● STATED GOAL:
Locate each line in the entries below that contains the word "Running" and copy those lines out in full.

● DATASET CONTENT:
Begin
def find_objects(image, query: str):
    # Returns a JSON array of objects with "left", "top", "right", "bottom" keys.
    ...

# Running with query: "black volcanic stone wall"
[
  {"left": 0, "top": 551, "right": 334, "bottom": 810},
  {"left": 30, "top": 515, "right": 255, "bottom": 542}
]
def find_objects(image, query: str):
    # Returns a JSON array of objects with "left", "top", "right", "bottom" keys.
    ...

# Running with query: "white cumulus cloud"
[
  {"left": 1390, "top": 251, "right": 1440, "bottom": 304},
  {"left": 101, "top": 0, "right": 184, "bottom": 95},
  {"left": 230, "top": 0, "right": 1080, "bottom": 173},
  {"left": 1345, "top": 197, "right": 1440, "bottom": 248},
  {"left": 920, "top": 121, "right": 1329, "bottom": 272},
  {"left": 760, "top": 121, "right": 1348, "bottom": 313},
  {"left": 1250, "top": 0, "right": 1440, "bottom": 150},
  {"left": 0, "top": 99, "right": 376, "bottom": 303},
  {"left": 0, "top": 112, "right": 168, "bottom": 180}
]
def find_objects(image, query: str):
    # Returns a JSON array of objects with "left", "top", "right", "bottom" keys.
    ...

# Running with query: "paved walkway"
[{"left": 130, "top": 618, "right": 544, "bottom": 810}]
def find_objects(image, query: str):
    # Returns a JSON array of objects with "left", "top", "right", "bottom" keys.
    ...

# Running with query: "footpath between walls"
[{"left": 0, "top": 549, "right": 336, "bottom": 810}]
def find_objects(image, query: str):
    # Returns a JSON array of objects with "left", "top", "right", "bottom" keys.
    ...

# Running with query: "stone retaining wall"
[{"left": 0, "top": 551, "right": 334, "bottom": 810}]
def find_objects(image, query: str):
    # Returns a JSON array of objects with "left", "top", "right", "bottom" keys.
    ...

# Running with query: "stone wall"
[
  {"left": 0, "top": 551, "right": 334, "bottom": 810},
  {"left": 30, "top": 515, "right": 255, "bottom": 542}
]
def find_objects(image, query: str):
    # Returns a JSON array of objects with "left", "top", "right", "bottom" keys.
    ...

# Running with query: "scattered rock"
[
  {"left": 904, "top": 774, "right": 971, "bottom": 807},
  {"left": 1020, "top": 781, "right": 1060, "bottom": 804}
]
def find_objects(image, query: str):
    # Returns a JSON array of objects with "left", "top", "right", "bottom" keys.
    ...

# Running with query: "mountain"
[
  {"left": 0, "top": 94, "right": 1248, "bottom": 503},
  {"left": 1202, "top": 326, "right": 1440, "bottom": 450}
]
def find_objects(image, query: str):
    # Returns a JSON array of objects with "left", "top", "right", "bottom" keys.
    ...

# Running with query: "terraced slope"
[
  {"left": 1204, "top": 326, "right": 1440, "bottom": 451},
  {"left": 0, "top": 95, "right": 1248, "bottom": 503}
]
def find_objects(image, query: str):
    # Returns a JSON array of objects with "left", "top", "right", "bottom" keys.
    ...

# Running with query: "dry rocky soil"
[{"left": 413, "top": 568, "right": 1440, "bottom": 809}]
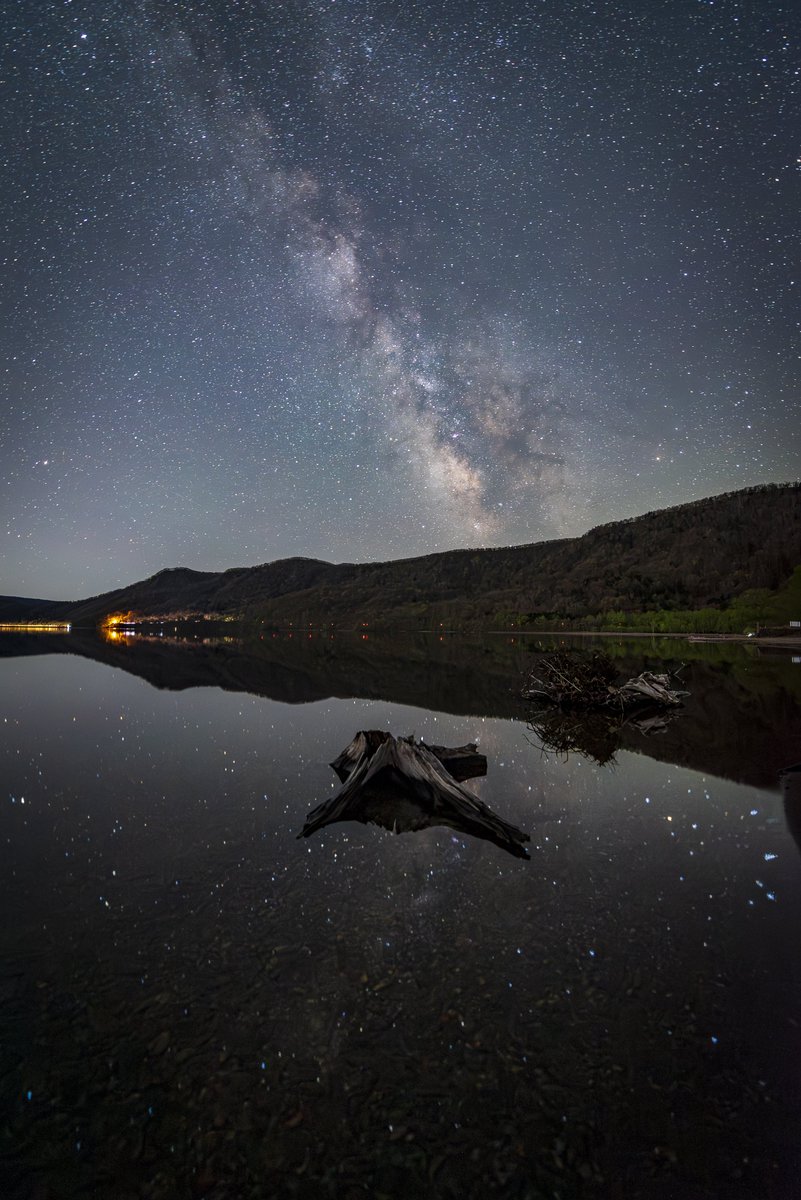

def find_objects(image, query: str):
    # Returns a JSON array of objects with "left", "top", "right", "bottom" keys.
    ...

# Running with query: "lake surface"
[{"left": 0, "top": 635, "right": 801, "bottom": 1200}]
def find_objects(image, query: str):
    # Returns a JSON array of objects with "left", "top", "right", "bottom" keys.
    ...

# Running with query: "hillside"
End
● ANSWER TO THE EXERCISE:
# Running with query: "black volcanic stone wall"
# Running with query: "white cumulus cloud"
# Running with query: "paved walkway"
# Running with query: "footpath between walls"
# Running with query: "stone retaining wall"
# Running with query: "stone wall"
# Running with query: "scattered rock"
# Running with query: "mountain"
# Running with query: "terraced slope"
# Running with query: "dry rocky soil"
# Running with query: "lake surface"
# Running with query: "hillside"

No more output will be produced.